[Stored data entries]
==================================================

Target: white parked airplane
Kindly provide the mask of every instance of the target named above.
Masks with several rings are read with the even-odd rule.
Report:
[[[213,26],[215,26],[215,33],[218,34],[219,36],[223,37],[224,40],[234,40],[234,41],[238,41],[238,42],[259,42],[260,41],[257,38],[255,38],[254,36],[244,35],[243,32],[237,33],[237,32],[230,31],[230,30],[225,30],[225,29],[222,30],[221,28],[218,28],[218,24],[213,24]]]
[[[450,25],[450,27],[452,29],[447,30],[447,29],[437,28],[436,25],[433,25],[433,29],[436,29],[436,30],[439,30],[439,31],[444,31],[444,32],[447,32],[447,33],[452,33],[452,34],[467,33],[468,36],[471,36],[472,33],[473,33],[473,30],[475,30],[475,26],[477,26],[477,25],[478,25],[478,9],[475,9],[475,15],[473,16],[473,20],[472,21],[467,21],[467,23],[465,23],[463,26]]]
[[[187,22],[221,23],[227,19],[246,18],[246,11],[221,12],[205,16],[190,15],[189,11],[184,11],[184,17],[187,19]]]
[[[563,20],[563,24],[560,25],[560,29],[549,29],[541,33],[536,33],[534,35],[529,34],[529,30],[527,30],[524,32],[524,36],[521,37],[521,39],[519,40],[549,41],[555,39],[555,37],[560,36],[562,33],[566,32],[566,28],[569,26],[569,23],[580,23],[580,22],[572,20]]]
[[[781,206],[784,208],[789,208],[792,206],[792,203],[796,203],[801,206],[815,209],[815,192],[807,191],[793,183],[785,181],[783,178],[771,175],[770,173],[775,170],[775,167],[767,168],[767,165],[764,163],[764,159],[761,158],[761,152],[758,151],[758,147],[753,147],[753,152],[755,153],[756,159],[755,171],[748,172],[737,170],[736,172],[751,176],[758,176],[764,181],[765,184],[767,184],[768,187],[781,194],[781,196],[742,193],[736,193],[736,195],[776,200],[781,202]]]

==================================================

**Exercise aim:** Copy exactly, and only, the lines from the line that contains "Kindly provide the" through the end of the data above.

**Exercise solution:**
Kindly provide the mask of every instance of the target named above.
Masks with several rings are read with the even-odd rule.
Report:
[[[213,26],[215,26],[215,33],[218,34],[219,36],[223,37],[224,40],[234,40],[234,41],[238,41],[238,42],[259,42],[260,41],[257,38],[255,38],[254,36],[244,35],[243,32],[237,33],[237,32],[230,31],[230,30],[225,30],[225,29],[222,30],[221,28],[218,28],[218,24],[213,24]]]
[[[450,25],[450,27],[452,29],[447,30],[447,29],[437,28],[436,25],[433,25],[433,29],[436,29],[436,30],[439,30],[439,31],[444,31],[444,32],[447,32],[447,33],[452,33],[452,34],[467,33],[468,36],[471,36],[472,33],[473,33],[473,30],[475,30],[475,26],[477,26],[477,25],[478,25],[478,9],[475,9],[475,15],[473,16],[473,20],[472,21],[467,21],[467,23],[465,23],[463,26]]]
[[[187,22],[221,23],[227,19],[246,18],[246,11],[221,12],[205,16],[190,15],[189,11],[184,11],[184,17],[187,19]]]
[[[563,20],[563,24],[560,25],[560,29],[549,29],[541,33],[536,33],[534,35],[529,34],[529,30],[527,30],[524,32],[524,36],[521,37],[521,39],[519,40],[549,41],[555,39],[555,37],[560,36],[562,33],[566,32],[566,28],[569,26],[569,23],[580,23],[580,22],[572,20]]]
[[[781,206],[784,208],[789,208],[792,206],[792,203],[796,203],[801,206],[815,209],[815,192],[807,191],[793,183],[785,181],[783,178],[771,175],[770,173],[775,170],[775,167],[767,168],[767,165],[764,163],[764,159],[761,158],[761,152],[758,151],[758,147],[753,147],[753,152],[755,153],[756,159],[755,171],[748,172],[737,170],[736,172],[751,176],[758,176],[764,181],[765,184],[767,184],[768,187],[781,194],[781,196],[742,193],[736,193],[736,195],[776,200],[781,202]]]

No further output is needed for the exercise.